TASK DETAILS - Reproduce the items below, substituting "stream bank" for "riverbank" throughout and leaving everything else unchanged.

DATA ENTRIES -

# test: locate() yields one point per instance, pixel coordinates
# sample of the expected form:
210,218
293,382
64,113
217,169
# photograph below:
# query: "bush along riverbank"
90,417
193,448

SOLUTION TO THIS PROBLEM -
# test: locate() yields one point per instance, pixel coordinates
# sample of the expected form:
210,218
293,382
64,113
217,169
# photograph below:
# query: "bush along stream bank"
90,417
193,448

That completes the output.